**Texte source**
Mama black widow de Iceberg Slim

Mama black widow de Iceberg Slim
( Mama black widow)

Catégorie(s) : Littérature => Anglophone

Critiqué par Lamanus, le 30 janvier 2005 (Bergerac, Inscrit le 27 janvier 2005, 65 ans)
La note : 9 étoiles
Moyenne des notes : 8 étoiles (basée sur 5 avis)
Cote pondérée : 6 étoiles (12 444ème position).
Visites : 6 333  (depuis Novembre 2007)

Noir c’est noir, but black is beautiful

Iceberg Slim (tout comme Pipermenthe Jack ou Ontherock Bud) est né à Chicago en 1918. La partie immergée de monsieur Slim : 20 ans de proxénétisme, les gagneuses, la dope ; la partie émergée : la littérature, une écriture endurcie à l’aune d’un style noir d’ébène un chouïa anthracite lustré au coin d’une rue malfamée. Tout cela donne Mama Black Widow — chauds les marrons, chauds.

**Données extraites**
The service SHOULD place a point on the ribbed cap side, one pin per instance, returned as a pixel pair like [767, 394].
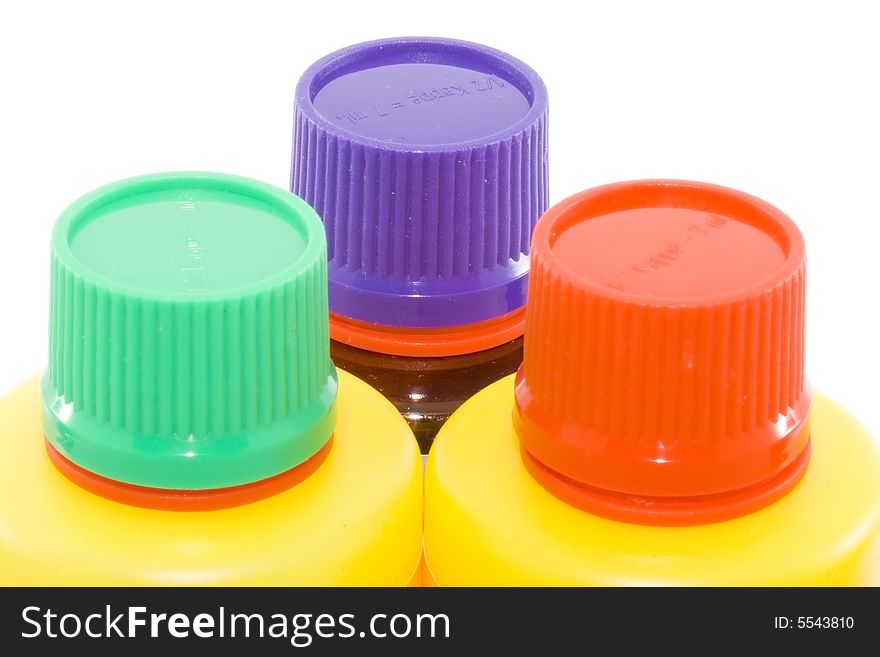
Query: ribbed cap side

* * *

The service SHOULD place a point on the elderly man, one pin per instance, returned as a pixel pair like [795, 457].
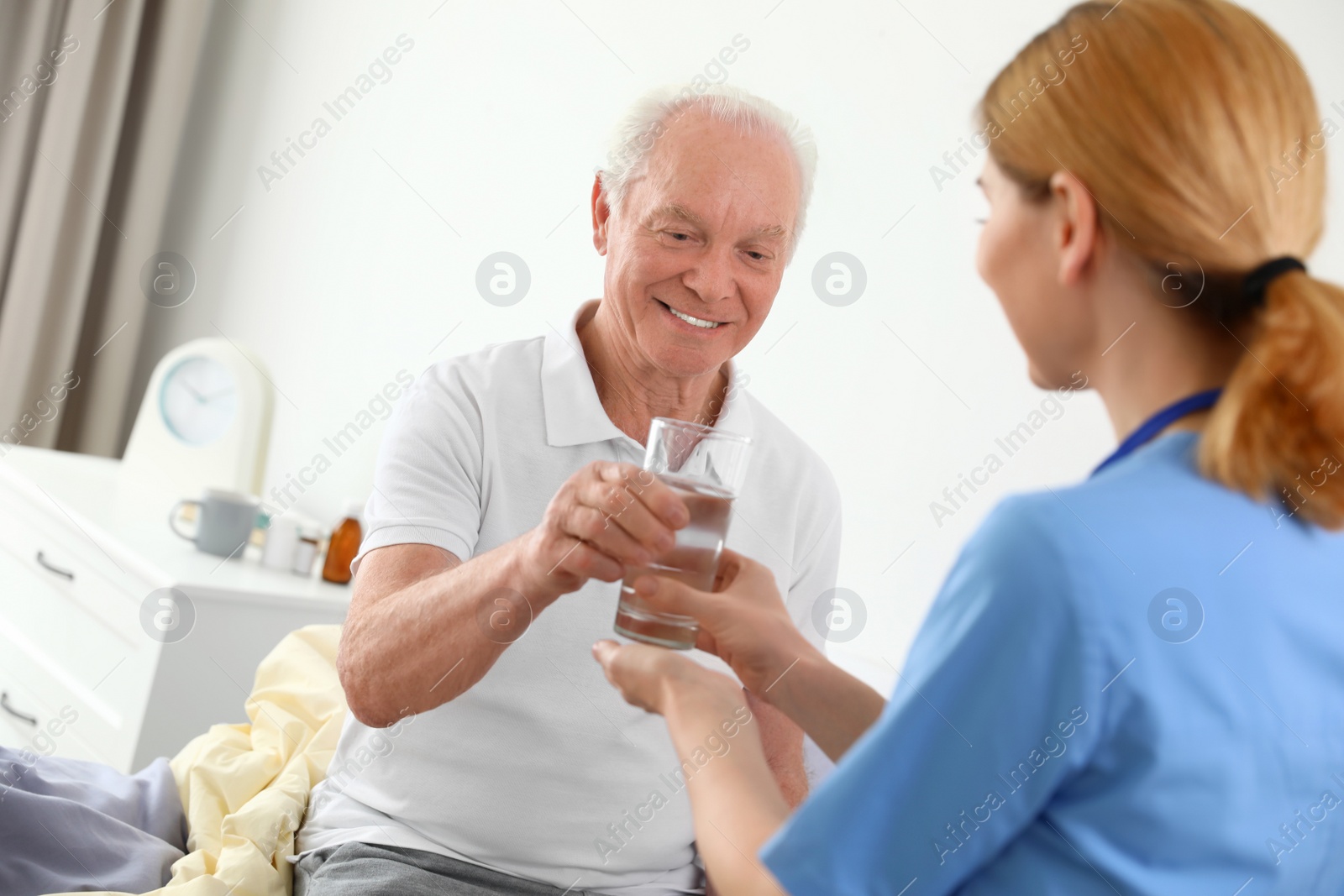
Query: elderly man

**Liste des consignes**
a) D'après la critique de Mama Black Widow :
(i) Qui a rédigé cette critique, et à quelle date ?
(ii) Sur combien d'avis la moyenne des notes est-elle fondée ?
(iii) Dans quelle ville et en quelle année Iceberg Slim est-il né ?
b) Pouvez-vous poursuivre la critique de Mama Black Widow à partir de sa dernière phrase ?
Ces données proviennent d'une autre source que le texte.

**Réponses dans l'ordre**
a)
(i) Lamanus, le 30 janvier 2005.
(ii) Sur 5 avis.
(iii) À Chicago, en 1918.

b)
Mama Black Widow relate la vie désastreuse d’un travesti noir dénommé Otis Tilson. Voilà à peu près le sujet du livre : Otis et sa famille débarquent du Sud, le vrai, l’Amerloque, celui des croix qu’on brûle, des nègres qu’on pend et des champs de coton ; bref d’un coin où les hommes en ont plus dans la culotte que dans le ciboulot. Alors, sous l’influence de sa mère, Mama, la famille monte à Chicago, des fois qu’il y ferait meilleur vivre. Ben pardi. Tous décanillent, clapotent ou se font estourbir, sauf Mama et Otis.

C’est gai.

Tous ces mots âpres, rudes, provocateurs sont imprimés noir sur blanc — on sait que généralement c’est noir sur blanche, vu que les gens de couleur ont la réputation d’avoir un grand chose, mais là, que nenni parce que Otis est homo et travesti, même s’il a tâté du sexe opposé sans trop de résultat — dans la collection Soul Fiction aux Editions de l’Olivier. Ils sont comme il se doit les uns derrière les autres, bien encadrés d’une ponctuation adéquate, des mots joliment assortis, arrangés en paragraphes et chapitres, le tout paginé, broché, enserré amoureusement dans une couverture cartonnée, avec la mignonne photo d’un travesti noir fumant une cigarette, en bas résille, porte-jarretelles, guêpière et rose en tulle. Waouh !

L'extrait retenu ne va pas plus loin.